-------- Recorded data
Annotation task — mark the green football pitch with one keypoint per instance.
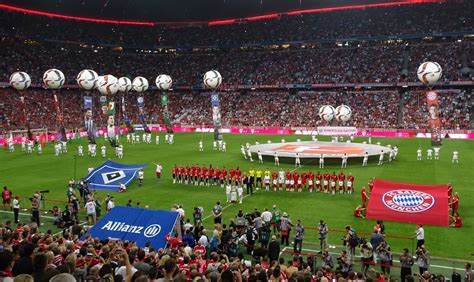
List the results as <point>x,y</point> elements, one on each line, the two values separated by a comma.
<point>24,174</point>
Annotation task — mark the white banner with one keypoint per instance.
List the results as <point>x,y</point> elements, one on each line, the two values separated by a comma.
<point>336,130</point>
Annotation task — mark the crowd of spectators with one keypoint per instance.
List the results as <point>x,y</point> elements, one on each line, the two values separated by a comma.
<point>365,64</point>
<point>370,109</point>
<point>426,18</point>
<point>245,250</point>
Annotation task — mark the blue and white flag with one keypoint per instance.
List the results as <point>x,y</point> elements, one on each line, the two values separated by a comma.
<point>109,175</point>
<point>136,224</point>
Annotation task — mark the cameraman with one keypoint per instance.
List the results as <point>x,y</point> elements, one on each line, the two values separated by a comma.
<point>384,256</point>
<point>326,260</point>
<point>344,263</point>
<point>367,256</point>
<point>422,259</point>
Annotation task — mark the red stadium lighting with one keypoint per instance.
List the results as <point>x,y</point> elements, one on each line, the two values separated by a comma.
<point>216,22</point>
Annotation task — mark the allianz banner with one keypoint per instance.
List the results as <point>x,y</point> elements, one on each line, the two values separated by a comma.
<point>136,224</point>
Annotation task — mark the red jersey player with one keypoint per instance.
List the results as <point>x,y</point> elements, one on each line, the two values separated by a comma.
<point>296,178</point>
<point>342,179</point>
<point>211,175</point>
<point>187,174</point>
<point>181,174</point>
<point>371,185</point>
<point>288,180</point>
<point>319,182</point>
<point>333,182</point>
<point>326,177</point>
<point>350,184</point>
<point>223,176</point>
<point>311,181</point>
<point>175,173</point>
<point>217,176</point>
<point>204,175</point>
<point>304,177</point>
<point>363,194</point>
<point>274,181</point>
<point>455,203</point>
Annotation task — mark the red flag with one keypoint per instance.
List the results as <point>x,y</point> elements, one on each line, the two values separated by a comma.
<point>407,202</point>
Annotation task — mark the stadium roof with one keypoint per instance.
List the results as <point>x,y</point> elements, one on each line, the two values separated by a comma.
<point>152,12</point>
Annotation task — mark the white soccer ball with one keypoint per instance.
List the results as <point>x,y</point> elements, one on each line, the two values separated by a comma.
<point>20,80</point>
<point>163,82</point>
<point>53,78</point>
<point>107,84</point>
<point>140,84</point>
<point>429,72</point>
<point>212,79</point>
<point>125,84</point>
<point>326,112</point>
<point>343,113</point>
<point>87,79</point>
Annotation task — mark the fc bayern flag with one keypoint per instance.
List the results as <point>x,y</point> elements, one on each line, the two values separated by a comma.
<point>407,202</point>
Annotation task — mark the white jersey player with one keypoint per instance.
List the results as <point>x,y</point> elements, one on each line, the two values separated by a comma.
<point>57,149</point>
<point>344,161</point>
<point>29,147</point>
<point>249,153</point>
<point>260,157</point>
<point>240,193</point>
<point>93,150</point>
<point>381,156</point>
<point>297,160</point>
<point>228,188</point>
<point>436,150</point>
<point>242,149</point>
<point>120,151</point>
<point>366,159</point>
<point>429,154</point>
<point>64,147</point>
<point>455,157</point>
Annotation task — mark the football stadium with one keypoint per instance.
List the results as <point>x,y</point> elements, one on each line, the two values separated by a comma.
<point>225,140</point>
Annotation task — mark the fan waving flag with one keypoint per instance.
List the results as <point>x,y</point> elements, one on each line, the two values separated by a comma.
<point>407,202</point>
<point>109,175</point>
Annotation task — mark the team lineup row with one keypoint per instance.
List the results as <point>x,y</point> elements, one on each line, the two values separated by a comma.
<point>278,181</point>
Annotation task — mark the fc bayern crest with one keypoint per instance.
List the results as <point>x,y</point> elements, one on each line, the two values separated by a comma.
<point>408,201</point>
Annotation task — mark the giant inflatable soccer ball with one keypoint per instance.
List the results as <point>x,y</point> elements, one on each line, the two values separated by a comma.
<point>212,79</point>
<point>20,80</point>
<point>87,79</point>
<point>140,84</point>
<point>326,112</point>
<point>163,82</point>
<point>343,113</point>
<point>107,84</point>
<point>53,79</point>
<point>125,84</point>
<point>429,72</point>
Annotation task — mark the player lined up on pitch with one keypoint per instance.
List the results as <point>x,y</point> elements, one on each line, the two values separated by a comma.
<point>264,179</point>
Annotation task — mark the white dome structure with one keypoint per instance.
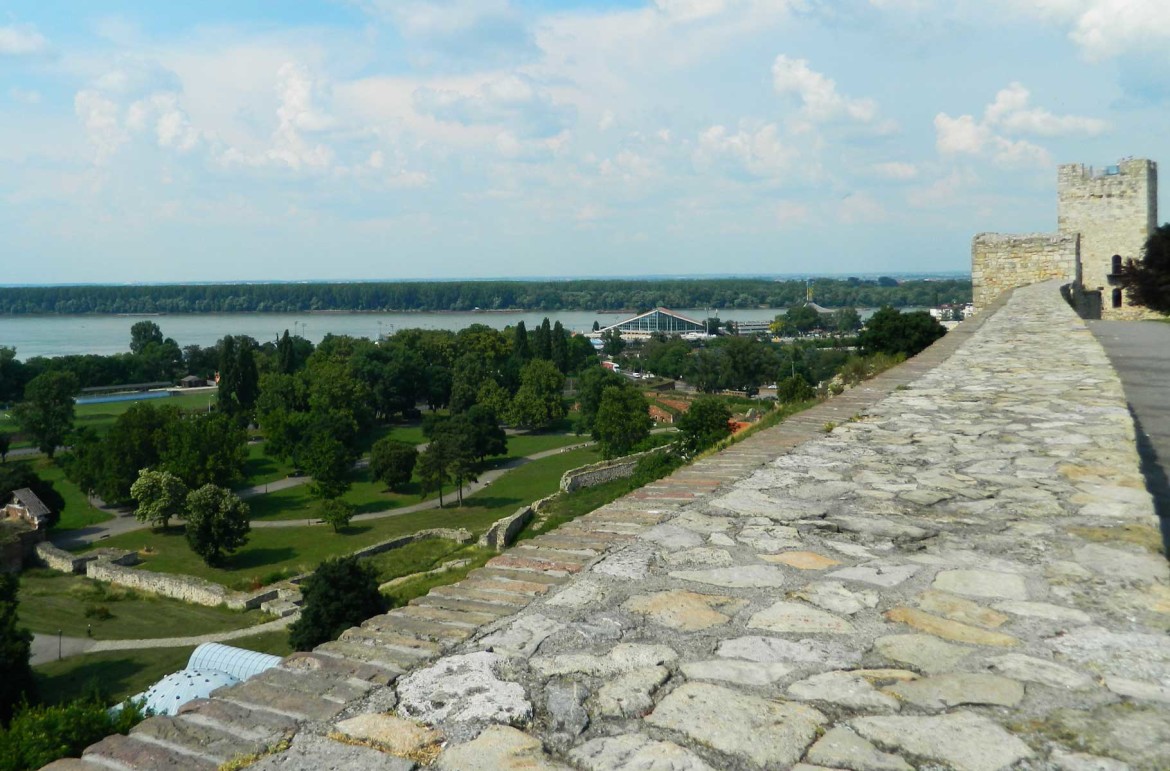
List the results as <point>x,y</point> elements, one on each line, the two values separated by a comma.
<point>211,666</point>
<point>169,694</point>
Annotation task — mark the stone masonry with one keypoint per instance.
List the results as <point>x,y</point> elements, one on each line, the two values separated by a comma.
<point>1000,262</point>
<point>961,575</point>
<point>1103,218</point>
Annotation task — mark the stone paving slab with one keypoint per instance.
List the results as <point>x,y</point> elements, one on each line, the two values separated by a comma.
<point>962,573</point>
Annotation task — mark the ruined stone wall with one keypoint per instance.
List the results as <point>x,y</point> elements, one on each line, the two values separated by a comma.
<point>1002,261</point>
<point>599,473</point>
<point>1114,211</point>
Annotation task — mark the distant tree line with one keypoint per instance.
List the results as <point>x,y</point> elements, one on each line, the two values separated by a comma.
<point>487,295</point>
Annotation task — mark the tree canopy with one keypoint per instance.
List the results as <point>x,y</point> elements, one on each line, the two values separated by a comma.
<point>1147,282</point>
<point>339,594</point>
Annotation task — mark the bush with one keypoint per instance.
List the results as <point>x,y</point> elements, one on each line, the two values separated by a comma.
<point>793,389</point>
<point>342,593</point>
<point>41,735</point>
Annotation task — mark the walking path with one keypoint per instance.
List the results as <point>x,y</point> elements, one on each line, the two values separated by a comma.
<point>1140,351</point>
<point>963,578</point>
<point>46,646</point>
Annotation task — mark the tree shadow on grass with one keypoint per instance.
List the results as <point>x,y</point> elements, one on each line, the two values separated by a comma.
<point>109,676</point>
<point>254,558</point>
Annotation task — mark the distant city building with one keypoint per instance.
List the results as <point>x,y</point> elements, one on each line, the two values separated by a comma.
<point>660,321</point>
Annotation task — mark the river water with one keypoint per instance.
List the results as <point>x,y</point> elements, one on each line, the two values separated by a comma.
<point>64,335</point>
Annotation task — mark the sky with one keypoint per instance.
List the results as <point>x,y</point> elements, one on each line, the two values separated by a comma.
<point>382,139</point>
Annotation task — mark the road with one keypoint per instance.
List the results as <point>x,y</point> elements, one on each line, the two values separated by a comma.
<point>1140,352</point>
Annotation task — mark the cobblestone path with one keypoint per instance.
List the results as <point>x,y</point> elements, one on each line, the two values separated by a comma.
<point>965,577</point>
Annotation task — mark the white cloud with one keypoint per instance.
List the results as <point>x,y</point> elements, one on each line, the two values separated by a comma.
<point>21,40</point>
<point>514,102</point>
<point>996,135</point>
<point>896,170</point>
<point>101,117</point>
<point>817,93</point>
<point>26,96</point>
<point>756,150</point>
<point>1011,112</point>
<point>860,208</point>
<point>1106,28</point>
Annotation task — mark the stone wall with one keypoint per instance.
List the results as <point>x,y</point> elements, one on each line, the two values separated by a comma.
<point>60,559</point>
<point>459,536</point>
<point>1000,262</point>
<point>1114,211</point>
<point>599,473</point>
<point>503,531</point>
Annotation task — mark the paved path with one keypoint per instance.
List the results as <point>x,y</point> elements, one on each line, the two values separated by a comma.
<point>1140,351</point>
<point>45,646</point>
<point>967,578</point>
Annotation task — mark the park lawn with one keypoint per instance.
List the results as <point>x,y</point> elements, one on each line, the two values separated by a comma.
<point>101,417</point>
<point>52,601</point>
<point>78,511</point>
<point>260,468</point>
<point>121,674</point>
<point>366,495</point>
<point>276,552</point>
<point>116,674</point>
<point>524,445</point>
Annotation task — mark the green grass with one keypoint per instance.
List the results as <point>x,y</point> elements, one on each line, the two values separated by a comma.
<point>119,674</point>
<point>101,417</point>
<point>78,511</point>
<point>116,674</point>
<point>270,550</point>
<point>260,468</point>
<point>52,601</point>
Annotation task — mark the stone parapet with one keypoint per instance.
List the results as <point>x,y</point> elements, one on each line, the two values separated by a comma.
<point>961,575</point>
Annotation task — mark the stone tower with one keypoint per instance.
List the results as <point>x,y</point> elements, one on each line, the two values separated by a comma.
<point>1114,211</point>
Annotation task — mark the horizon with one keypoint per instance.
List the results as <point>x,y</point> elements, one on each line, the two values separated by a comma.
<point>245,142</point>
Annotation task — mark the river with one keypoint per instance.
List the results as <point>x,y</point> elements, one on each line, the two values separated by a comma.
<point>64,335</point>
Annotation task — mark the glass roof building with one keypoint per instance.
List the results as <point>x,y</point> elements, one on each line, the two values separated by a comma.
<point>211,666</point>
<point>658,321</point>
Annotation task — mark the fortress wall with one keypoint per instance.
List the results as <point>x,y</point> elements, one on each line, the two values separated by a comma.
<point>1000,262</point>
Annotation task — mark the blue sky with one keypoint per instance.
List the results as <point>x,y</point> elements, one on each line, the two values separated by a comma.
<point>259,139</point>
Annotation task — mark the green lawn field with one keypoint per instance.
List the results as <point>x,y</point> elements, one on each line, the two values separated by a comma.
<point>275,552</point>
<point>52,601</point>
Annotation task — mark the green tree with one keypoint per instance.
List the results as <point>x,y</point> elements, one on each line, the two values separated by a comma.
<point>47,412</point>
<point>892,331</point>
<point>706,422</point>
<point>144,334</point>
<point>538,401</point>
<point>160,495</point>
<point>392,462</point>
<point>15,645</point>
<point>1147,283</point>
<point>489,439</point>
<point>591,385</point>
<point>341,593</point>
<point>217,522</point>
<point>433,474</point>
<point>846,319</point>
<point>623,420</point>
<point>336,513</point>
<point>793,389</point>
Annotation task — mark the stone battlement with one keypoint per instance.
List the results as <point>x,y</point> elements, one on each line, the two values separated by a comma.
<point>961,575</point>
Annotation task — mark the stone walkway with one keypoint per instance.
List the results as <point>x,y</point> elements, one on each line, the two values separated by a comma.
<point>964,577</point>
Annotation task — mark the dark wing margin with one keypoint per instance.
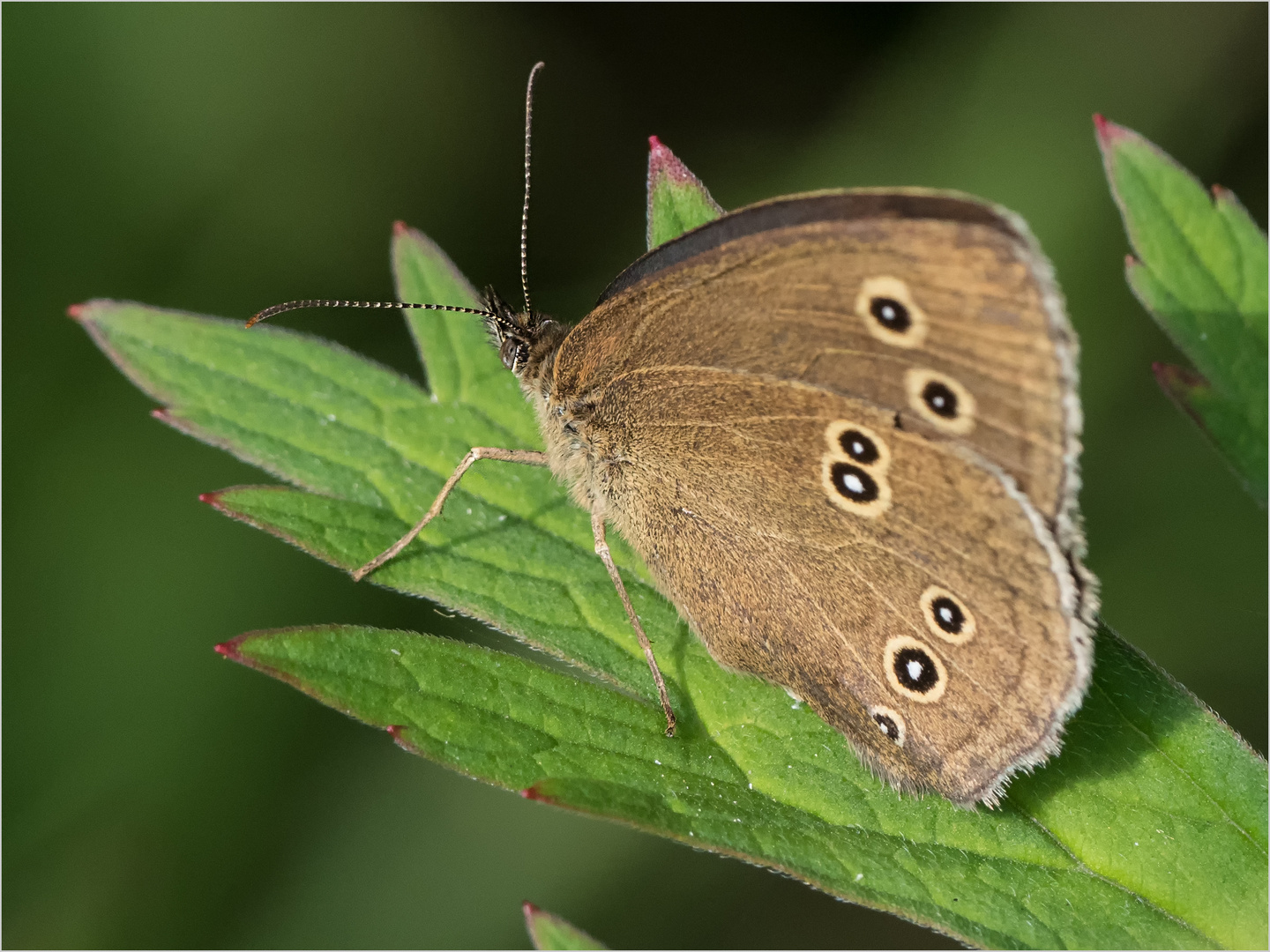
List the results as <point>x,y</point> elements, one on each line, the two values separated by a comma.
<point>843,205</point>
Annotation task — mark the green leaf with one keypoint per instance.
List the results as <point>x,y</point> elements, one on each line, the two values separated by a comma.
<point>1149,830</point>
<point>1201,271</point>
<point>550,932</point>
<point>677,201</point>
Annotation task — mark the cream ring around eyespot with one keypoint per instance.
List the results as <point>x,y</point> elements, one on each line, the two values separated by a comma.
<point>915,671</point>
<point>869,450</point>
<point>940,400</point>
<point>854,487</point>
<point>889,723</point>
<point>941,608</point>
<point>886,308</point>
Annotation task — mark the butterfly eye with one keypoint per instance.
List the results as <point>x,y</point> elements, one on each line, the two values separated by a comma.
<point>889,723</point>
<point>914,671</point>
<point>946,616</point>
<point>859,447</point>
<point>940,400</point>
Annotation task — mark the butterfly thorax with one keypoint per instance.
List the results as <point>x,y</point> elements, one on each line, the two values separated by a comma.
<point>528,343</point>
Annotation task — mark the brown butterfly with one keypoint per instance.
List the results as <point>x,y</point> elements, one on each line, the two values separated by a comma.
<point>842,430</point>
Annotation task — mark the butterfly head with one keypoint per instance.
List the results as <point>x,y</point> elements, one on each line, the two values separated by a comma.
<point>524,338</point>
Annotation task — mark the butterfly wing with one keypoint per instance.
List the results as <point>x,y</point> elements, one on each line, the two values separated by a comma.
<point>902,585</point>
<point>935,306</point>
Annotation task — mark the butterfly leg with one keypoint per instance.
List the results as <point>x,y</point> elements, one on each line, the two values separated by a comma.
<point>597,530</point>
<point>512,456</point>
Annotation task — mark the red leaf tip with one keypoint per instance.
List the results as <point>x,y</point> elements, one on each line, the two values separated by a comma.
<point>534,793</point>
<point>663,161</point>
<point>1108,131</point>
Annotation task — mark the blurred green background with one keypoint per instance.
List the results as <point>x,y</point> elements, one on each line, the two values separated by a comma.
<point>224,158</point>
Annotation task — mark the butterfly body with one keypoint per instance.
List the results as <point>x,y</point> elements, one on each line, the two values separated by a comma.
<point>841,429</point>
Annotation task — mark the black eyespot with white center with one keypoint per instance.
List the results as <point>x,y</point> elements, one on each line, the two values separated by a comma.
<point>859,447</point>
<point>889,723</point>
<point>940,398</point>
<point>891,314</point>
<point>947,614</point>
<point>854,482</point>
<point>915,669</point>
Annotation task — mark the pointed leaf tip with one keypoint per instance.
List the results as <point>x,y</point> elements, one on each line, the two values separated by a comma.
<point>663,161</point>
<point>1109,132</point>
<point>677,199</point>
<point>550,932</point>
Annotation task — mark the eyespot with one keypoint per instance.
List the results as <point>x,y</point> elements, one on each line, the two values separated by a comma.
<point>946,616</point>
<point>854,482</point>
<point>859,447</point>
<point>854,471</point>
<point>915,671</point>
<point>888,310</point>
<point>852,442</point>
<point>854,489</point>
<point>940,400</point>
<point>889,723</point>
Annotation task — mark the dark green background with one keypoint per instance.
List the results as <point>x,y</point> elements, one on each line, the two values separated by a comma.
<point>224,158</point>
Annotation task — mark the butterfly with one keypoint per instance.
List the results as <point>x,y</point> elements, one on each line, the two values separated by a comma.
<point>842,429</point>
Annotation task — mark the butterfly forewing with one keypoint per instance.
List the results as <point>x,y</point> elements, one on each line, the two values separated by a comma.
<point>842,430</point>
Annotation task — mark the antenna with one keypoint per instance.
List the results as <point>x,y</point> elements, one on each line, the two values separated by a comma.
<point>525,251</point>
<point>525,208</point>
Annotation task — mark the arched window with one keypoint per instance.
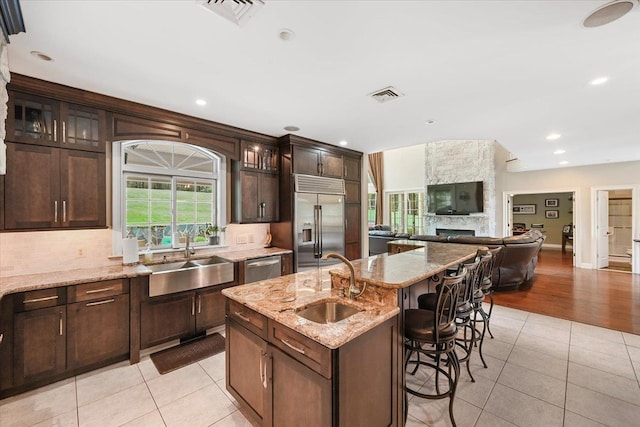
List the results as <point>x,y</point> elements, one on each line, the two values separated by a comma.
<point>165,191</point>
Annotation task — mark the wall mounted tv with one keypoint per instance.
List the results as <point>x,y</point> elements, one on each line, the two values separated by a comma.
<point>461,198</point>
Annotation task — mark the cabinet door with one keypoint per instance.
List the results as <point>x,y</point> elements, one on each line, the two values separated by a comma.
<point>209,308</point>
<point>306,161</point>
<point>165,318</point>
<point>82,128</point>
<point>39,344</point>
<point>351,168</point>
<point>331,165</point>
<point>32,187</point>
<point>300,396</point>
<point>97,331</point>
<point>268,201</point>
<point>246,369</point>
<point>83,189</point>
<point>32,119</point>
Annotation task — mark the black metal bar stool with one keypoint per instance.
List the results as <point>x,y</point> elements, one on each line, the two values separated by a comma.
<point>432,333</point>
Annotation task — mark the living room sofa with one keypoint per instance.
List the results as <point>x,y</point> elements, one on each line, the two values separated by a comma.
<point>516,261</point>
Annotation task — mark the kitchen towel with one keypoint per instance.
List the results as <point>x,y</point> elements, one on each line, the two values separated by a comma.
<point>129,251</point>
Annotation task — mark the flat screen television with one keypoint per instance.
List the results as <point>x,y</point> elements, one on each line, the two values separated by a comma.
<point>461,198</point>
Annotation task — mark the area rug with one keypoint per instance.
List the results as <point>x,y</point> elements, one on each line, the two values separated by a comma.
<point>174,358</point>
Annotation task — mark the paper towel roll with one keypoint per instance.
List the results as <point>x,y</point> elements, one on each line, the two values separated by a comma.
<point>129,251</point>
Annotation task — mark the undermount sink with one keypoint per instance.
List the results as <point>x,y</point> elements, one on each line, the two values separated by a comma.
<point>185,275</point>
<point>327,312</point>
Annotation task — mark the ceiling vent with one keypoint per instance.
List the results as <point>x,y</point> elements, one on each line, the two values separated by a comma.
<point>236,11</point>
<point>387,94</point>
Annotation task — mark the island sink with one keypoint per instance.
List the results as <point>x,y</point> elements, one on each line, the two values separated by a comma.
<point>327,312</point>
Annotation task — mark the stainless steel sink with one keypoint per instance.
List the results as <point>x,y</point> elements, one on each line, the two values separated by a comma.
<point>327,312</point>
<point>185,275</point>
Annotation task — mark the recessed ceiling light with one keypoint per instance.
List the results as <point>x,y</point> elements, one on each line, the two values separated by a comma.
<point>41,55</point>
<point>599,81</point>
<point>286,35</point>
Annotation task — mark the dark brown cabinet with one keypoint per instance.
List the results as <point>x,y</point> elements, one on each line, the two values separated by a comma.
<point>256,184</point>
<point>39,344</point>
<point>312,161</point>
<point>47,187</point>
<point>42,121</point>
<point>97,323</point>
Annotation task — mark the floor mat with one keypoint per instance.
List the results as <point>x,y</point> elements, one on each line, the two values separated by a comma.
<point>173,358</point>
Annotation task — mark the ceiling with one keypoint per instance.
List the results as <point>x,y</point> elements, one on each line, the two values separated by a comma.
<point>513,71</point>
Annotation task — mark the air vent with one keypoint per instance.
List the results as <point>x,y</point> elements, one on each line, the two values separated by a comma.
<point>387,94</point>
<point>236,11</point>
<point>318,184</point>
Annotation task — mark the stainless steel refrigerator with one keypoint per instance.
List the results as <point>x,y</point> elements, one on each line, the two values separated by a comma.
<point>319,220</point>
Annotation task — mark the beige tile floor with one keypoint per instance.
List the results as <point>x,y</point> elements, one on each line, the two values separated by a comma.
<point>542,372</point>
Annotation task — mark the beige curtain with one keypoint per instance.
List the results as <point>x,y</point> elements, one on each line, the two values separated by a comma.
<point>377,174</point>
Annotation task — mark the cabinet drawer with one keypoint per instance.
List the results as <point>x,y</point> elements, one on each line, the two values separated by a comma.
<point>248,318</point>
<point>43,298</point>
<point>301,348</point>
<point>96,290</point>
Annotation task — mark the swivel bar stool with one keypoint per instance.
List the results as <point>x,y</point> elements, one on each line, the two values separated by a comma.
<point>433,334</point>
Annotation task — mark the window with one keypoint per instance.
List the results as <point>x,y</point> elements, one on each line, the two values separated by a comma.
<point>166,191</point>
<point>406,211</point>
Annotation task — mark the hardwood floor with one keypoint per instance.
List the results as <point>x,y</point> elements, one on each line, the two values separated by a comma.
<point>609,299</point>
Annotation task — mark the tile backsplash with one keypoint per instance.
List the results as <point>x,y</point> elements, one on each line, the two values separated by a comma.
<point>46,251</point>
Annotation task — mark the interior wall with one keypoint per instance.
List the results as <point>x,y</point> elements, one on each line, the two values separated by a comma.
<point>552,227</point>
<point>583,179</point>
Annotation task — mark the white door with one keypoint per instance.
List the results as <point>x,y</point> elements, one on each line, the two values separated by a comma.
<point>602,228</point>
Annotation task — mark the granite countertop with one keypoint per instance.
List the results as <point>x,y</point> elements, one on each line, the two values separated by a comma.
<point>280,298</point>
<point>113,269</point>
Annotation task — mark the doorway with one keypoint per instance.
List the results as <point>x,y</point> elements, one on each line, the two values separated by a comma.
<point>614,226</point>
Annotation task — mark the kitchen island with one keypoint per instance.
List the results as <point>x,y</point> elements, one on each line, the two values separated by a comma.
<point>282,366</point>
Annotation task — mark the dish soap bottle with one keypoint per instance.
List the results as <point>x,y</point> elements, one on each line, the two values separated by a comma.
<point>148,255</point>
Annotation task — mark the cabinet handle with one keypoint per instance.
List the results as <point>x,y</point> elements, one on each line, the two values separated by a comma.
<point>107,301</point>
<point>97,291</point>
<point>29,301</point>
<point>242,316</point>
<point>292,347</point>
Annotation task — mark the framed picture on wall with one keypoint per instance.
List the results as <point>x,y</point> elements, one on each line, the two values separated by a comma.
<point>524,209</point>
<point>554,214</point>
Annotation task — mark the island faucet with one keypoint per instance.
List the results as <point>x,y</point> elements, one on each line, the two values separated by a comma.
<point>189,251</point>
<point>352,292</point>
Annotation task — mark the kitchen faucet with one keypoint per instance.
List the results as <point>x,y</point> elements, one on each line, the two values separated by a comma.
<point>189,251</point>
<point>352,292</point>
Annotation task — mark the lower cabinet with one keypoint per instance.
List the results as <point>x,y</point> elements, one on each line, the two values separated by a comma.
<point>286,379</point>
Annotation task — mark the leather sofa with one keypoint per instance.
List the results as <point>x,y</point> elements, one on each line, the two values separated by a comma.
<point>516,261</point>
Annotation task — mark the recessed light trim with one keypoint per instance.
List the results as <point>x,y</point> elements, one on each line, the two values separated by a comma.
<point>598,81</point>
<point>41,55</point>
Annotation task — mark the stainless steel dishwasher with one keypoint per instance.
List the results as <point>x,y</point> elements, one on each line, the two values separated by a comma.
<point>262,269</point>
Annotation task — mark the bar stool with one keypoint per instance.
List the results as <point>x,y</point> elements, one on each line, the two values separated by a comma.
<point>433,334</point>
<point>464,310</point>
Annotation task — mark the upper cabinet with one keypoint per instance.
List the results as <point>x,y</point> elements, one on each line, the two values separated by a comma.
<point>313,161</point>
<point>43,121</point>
----------------
The request - Could you rewrite the items from the line with "Annotation task — mark the white door" to the line with "<point>282,366</point>" as a two-column CSV headed instruction and points? Give one row per item, with its text and its answer each in a single quoted field and line breaks turned into spaces.

Written solution -
instruction,points
"Annotation task — mark the white door with one keypoint per instance. List the results as <point>x,y</point> elements, one on each line, the two values separated by a comma.","<point>602,228</point>"
"Annotation task — mark the granite countertop with one keypoint per instance. List the results as <point>x,y</point> elements, one on each line, the two values separated by a comma.","<point>280,298</point> <point>113,269</point>"
"Annotation task — mark the doorway with one keypoint per instance. List the results as <point>x,y</point> elements, one on each line, the two values separated by a comma.","<point>614,226</point>"
"Annotation task — mark the kitchen island with one keypoint per instance. List the results as <point>x,y</point> elements, one on each line, the two values separated by a comma.","<point>282,366</point>"